##### PAGE #####

5:11 am - 27 juillet, 2025

Le 22 juillet dernier, l’organisation Human Rights Watch (HRW) a rendu public un rapport explosif sur les violences commises par l’armée malienne et ses alliés russes du groupe Wagner contre la communauté peule. Ce rapport, fondé sur 29 témoignages directs, dont ceux de victimes, témoins oculaires, chefs de village et responsables d’ONG, met en lumière une série d’exactions systématiques perpétrées entre janvier et juin 2025 dans les régions de Kayes, Ségou, Tombouctou et Douentza au Mali.

Parmi les cas les plus emblématiques, celui du 12 avril 2025 à Sebabougou, dans la région de Kayes. Ce jour-là, des soldats maliens et des combattants russes ont investi le marché aux bestiaux du village, rassemblé une centaine d’hommes peuls puis les ont transférés au camp militaire de Kwala. Selon HRW, 43 corps en décomposition ont été retrouvés dans les jours suivants à proximité du camp. Les victimes avaient les yeux bandés, les mains liées. Les familles, encore aujourd’hui, n’ont reçu aucune explication officielle.

Le rapport poursuit avec des événements survenus en mars : à Kourma (19 mars), 12 hommes peuls arrêtés sur le marché, battus, ligotés, embarqués de force dans des véhicules militaires. À l’heure actuelle, ces derniers sont toujours portés disparus. À Belidanédji (30 mars), six hommes peuls ont été abattus sommairement alors qu’ils fuyaient l’arrivée des soldats. Les témoignages décrivent des corps retrouvés dans les rues, avec des traces de coups, des balles dans le dos, les membres attachés.

Le mois de janvier a lui aussi été marqué par des violences extrêmes. Le 23 janvier à Kobou, dans la région de Douentza, l’armée est accusée d’avoir tué trois civils peuls, dont deux personnes âgées, et incendié au moins 30 habitations. Les forces armées auraient ciblé cette communauté en l’accusant, sans preuve, de collusion avec les groupes islamistes actifs dans la zone, notamment le Groupe de soutien à l’islam et aux musulmans (JNIM).

#####

→ **CONSIGNE A**: Recopiez à l'identique, s'il vous plaît, le passage de l'article qui débute aux mots « Le rapport poursuit » et s'arrête après « les membres attachés. ».
L'article n'a aucun lien avec les entrées.

##### LIGNES DE DONNÉES #####

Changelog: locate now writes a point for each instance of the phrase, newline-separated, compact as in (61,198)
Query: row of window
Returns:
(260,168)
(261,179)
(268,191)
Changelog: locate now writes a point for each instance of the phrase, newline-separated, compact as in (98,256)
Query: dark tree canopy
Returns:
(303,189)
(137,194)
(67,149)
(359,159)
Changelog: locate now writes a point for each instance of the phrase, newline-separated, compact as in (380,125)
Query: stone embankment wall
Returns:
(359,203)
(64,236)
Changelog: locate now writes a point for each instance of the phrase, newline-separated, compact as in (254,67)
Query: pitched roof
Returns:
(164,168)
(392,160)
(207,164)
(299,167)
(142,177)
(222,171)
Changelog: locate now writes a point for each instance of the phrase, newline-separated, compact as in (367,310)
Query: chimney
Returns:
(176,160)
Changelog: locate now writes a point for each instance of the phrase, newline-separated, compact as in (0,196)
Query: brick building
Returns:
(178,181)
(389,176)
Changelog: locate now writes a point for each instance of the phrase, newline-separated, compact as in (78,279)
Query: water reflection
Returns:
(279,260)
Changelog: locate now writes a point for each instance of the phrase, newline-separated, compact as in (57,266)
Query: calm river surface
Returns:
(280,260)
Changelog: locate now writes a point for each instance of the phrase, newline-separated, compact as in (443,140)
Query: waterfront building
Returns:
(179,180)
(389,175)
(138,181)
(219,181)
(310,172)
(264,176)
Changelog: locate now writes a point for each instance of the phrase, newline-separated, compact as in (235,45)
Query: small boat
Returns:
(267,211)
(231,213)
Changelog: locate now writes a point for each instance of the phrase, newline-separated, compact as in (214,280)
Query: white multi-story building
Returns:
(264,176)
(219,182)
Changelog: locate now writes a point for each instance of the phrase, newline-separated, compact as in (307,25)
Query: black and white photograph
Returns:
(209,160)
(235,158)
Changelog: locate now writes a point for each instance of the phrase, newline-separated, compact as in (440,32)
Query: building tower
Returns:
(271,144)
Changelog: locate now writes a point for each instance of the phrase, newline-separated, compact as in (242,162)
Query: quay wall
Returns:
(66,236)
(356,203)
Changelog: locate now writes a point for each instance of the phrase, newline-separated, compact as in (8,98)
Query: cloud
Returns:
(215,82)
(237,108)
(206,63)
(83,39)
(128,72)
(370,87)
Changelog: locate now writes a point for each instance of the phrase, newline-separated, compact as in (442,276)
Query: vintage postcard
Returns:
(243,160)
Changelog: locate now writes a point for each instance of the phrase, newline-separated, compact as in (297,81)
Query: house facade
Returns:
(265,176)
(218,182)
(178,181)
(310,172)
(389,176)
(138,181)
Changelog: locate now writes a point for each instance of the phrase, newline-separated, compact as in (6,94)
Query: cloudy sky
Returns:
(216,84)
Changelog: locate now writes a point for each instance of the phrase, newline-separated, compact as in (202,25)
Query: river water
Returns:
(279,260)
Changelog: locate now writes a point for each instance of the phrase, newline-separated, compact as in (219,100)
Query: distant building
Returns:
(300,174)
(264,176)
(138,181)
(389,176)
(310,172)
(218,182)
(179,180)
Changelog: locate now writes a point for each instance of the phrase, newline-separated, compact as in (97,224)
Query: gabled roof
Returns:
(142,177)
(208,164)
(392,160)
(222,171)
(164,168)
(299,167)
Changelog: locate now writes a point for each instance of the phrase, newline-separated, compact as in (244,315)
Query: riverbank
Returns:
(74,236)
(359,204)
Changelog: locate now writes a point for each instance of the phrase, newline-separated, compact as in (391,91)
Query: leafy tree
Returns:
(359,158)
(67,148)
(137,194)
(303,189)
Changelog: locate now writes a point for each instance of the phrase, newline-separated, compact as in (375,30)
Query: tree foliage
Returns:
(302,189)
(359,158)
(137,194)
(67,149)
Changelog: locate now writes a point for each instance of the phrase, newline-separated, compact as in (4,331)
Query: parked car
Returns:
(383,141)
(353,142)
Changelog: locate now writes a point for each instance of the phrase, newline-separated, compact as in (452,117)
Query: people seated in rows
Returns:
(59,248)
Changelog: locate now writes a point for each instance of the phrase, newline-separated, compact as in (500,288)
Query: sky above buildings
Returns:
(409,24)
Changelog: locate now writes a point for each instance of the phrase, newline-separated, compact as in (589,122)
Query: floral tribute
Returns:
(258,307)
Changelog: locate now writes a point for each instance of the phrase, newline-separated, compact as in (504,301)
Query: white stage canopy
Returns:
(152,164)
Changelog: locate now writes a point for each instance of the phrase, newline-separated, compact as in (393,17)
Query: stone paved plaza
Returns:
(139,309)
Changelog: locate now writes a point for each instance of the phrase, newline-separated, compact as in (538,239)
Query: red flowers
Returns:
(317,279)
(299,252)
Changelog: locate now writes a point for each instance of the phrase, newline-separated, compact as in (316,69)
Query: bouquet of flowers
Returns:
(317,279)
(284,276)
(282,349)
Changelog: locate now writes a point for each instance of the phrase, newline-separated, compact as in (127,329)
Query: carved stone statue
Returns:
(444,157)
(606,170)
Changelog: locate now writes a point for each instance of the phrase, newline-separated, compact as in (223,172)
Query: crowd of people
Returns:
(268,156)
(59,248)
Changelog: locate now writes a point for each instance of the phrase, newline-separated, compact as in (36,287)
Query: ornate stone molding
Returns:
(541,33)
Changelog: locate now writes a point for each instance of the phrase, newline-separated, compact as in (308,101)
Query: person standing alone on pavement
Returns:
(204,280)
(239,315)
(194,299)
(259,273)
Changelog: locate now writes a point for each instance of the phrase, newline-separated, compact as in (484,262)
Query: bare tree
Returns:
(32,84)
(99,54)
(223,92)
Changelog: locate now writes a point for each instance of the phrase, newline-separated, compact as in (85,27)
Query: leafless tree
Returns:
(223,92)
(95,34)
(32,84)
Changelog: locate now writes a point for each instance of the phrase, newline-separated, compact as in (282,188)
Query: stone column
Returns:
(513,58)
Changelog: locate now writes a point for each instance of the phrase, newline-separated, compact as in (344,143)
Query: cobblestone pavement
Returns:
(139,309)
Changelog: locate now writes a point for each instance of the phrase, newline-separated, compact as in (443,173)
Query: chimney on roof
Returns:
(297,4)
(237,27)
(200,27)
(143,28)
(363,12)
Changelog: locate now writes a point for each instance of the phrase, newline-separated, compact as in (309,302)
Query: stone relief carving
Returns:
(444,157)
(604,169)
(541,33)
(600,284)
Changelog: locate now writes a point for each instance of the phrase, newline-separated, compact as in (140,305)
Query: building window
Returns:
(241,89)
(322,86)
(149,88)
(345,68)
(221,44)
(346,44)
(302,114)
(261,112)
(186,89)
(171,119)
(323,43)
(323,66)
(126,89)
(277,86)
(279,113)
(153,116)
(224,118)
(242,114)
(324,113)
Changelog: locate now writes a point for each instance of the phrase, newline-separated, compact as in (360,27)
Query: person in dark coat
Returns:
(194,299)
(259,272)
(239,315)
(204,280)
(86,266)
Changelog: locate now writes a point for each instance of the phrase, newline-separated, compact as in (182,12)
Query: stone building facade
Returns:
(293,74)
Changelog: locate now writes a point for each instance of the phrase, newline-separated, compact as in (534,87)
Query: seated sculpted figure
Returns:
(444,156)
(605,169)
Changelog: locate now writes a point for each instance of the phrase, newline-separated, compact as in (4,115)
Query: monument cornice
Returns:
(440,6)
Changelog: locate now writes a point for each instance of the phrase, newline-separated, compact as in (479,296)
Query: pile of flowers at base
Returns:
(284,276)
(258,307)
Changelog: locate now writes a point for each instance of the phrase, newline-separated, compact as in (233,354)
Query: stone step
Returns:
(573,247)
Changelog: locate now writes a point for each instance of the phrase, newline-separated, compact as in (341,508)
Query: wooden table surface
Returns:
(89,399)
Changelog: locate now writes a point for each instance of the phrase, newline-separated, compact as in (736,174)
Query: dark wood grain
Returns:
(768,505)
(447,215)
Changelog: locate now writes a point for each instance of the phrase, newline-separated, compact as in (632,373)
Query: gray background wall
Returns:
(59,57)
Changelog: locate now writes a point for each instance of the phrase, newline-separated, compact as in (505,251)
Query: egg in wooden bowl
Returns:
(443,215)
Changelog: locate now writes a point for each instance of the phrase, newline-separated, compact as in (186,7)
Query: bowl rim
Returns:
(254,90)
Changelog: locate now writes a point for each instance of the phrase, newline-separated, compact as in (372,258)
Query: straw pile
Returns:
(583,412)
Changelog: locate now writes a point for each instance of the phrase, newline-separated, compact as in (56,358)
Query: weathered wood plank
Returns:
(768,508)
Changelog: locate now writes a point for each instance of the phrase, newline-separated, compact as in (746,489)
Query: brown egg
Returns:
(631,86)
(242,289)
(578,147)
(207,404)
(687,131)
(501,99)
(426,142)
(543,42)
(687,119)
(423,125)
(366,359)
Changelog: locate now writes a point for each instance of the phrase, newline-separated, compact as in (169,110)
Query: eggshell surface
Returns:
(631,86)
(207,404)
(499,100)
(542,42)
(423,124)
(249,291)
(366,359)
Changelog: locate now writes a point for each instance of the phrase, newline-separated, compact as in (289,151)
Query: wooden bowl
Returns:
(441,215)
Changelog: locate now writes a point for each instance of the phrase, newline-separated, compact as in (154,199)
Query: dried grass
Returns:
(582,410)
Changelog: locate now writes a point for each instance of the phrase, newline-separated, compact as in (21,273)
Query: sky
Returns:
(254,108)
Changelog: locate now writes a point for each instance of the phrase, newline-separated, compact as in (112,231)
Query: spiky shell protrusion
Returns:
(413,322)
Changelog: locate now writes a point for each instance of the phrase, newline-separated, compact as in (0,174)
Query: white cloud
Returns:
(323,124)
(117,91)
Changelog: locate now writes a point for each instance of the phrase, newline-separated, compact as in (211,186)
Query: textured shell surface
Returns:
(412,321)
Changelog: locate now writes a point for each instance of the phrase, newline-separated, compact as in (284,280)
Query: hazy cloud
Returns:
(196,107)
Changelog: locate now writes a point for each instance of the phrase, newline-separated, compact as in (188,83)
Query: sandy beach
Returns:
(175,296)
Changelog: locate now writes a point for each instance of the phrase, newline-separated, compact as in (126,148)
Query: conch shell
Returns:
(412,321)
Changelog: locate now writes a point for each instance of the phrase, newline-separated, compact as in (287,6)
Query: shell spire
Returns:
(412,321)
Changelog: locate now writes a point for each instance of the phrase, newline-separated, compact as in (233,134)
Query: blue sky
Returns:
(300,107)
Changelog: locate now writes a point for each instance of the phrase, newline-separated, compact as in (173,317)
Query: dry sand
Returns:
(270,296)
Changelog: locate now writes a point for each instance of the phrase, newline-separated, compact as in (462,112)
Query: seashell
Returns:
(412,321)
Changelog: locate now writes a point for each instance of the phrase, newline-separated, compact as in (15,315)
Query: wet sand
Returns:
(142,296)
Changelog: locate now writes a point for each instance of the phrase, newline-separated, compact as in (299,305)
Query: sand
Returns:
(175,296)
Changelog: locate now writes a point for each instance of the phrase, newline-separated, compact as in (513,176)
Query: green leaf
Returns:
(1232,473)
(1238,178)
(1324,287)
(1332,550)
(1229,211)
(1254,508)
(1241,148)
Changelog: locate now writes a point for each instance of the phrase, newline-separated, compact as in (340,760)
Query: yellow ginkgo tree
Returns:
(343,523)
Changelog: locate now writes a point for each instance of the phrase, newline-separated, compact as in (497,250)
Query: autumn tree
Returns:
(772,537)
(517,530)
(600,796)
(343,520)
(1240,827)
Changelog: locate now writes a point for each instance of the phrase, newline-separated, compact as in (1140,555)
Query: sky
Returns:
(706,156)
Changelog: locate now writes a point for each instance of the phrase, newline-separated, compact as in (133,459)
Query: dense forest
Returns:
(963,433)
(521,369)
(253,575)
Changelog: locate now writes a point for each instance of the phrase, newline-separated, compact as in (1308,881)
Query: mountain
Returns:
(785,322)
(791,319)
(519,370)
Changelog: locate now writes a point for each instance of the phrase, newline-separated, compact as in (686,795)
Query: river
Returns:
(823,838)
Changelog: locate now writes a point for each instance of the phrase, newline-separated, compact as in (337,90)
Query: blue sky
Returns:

#####

→ **CONSIGNE B**: Combien de lignes des entrées contiennent la chaîne « flowers » ? Indiquez seulement le nombre.

→ **RÉPONSE ATTENDUE A**:
Le rapport poursuit avec des événements survenus en mars : à Kourma (19 mars), 12 hommes peuls arrêtés sur le marché, battus, ligotés, embarqués de force dans des véhicules militaires. À l’heure actuelle, ces derniers sont toujours portés disparus. À Belidanédji (30 mars), six hommes peuls ont été abattus sommairement alors qu’ils fuyaient l’arrivée des soldats. Les témoignages décrivent des corps retrouvés dans les rues, avec des traces de coups, des balles dans le dos, les membres attachés.

→ **RÉPONSE ATTENDUE B**: 3